● Written exercise
Rewrite the lines below as a Markdown table with two columns, Row and Line. Number each line in order and leave out any blank ones.

● Data in this exercise
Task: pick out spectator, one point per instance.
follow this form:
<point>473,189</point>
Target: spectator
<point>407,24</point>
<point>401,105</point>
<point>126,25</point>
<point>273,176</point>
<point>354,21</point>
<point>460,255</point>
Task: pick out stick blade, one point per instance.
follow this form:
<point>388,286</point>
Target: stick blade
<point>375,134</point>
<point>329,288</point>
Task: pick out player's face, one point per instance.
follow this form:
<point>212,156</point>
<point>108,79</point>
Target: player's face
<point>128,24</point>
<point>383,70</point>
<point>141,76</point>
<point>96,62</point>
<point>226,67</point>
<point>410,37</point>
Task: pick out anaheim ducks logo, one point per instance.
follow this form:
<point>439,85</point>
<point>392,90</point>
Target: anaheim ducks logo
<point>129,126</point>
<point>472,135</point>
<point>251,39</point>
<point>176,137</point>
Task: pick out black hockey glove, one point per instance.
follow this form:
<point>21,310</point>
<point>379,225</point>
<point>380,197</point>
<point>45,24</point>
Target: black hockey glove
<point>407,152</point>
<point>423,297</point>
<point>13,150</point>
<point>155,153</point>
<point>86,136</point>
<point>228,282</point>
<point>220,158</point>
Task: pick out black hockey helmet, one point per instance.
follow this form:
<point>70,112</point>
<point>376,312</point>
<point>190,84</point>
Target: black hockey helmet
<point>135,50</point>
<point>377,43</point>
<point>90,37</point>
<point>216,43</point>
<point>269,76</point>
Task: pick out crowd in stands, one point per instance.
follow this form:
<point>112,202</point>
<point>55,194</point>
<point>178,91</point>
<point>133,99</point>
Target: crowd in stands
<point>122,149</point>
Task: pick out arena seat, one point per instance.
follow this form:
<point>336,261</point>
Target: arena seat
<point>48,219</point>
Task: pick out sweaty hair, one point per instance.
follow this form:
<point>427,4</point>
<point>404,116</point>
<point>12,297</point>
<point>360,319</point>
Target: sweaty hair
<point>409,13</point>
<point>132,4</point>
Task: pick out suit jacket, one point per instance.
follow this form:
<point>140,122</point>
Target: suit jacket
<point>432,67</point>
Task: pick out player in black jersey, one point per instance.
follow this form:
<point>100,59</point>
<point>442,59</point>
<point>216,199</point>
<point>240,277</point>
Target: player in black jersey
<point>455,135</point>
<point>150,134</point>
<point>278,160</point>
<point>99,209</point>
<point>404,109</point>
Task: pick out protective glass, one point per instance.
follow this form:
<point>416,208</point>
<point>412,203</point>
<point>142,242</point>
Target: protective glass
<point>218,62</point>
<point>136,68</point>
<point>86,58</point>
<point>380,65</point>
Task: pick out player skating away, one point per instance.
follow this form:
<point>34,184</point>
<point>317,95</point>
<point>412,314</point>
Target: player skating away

● Answer for this exercise
| Row | Line |
|---|---|
| 1 | Task: pick out spectator, one point per instance. |
| 2 | follow this form: |
| 3 | <point>473,189</point> |
| 4 | Target: spectator |
| 5 | <point>407,24</point> |
| 6 | <point>401,105</point> |
| 7 | <point>126,25</point> |
| 8 | <point>273,176</point> |
| 9 | <point>354,21</point> |
| 10 | <point>460,255</point> |
| 11 | Task: pick out stick blade, one point per instance. |
| 12 | follow this form: |
| 13 | <point>388,286</point> |
| 14 | Target: stick blade |
| 15 | <point>375,134</point> |
| 16 | <point>329,288</point> |
| 17 | Task: pick out player's face, one point per instance. |
| 18 | follow this form: |
| 19 | <point>212,156</point> |
| 20 | <point>108,79</point> |
| 21 | Target: player's face |
| 22 | <point>128,24</point> |
| 23 | <point>383,70</point> |
| 24 | <point>141,76</point> |
| 25 | <point>96,62</point> |
| 26 | <point>226,67</point> |
| 27 | <point>410,37</point> |
| 28 | Task: pick out anaheim ducks logo, one point per instance. |
| 29 | follow this form: |
| 30 | <point>439,85</point> |
| 31 | <point>392,90</point> |
| 32 | Target: anaheim ducks logo |
| 33 | <point>129,126</point> |
| 34 | <point>472,135</point> |
| 35 | <point>251,39</point> |
| 36 | <point>176,137</point> |
| 37 | Task: pick out black hockey glove, one point per instance. |
| 38 | follow this form: |
| 39 | <point>21,310</point> |
| 40 | <point>379,225</point> |
| 41 | <point>380,197</point> |
| 42 | <point>45,24</point> |
| 43 | Target: black hockey glove |
| 44 | <point>407,152</point> |
| 45 | <point>423,297</point> |
| 46 | <point>13,150</point> |
| 47 | <point>155,153</point> |
| 48 | <point>86,136</point> |
| 49 | <point>228,282</point> |
| 50 | <point>220,158</point> |
| 51 | Task: pick out black hockey helmet, one point per instance. |
| 52 | follow this form: |
| 53 | <point>70,112</point> |
| 54 | <point>376,312</point> |
| 55 | <point>190,84</point> |
| 56 | Target: black hockey helmet |
| 57 | <point>135,50</point> |
| 58 | <point>377,43</point> |
| 59 | <point>90,37</point> |
| 60 | <point>216,43</point> |
| 61 | <point>269,76</point> |
| 62 | Task: pick out crowd in stands, one point per instance. |
| 63 | follow this form: |
| 64 | <point>112,202</point> |
| 65 | <point>55,194</point> |
| 66 | <point>178,91</point> |
| 67 | <point>133,99</point> |
| 68 | Target: crowd in stands |
| 69 | <point>122,149</point> |
| 70 | Task: pick out arena seat, one point per instance. |
| 71 | follow this form: |
| 72 | <point>336,261</point> |
| 73 | Target: arena seat |
| 74 | <point>48,219</point> |
| 75 | Task: pick out sweaty hair, one point per instance. |
| 76 | follow this form: |
| 77 | <point>427,4</point> |
| 78 | <point>404,116</point> |
| 79 | <point>12,297</point> |
| 80 | <point>360,319</point> |
| 81 | Target: sweaty hair |
| 82 | <point>409,13</point> |
| 83 | <point>132,4</point> |
| 84 | Task: pick out suit jacket, one point per instance. |
| 85 | follow this form: |
| 86 | <point>140,122</point> |
| 87 | Target: suit jacket |
| 88 | <point>432,67</point> |
| 89 | Task: pick out player in black jersey, one point per instance. |
| 90 | follow this form: |
| 91 | <point>100,59</point> |
| 92 | <point>442,59</point> |
| 93 | <point>216,199</point> |
| 94 | <point>240,277</point> |
| 95 | Target: player in black jersey |
| 96 | <point>455,135</point> |
| 97 | <point>150,134</point> |
| 98 | <point>278,160</point> |
| 99 | <point>99,209</point> |
| 100 | <point>404,109</point> |
| 101 | Task: pick out protective glass, one point per instance. |
| 102 | follow this form: |
| 103 | <point>416,208</point> |
| 104 | <point>412,203</point> |
| 105 | <point>142,242</point> |
| 106 | Target: protective glass |
| 107 | <point>218,62</point> |
| 108 | <point>136,68</point> |
| 109 | <point>86,58</point> |
| 110 | <point>380,65</point> |
| 111 | Task: pick out player skating away, one point per instance. |
| 112 | follow this form: |
| 113 | <point>34,184</point> |
| 114 | <point>317,95</point> |
| 115 | <point>412,314</point> |
| 116 | Target: player skating away |